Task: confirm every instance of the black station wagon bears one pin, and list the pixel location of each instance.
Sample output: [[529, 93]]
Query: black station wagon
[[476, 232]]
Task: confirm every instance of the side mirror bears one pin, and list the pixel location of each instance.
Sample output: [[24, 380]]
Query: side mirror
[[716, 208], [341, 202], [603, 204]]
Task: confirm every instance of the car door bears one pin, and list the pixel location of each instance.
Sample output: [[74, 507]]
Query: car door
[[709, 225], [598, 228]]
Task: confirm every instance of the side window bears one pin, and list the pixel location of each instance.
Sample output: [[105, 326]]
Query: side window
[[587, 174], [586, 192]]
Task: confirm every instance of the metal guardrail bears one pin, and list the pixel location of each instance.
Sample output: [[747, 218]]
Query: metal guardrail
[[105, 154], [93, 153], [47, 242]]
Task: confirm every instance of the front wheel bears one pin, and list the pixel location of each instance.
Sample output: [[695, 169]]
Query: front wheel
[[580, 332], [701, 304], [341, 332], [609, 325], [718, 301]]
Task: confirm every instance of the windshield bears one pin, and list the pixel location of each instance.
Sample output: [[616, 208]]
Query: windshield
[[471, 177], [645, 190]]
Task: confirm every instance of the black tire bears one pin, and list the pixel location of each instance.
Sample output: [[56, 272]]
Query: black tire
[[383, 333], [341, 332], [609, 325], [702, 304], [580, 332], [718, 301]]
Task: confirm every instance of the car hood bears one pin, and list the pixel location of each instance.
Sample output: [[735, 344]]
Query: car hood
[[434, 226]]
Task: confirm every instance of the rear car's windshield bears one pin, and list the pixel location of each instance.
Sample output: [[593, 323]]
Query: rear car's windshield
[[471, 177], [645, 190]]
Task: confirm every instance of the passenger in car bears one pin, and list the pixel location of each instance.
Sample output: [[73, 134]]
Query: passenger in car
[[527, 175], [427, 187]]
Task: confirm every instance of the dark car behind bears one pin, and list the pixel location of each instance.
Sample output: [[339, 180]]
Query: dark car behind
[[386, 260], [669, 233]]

--

* **Task to carry out**
Reproduce verbatim the rows starting with the line that contains "Task: confirm every instance of the car hood" and continuing through the line that contains "[[434, 226]]", including both of those lines.

* **Result**
Task: confirm every instance of the car hood bears one pin, and list the pixel location of each instance.
Sample output: [[735, 344]]
Query: car hood
[[434, 226]]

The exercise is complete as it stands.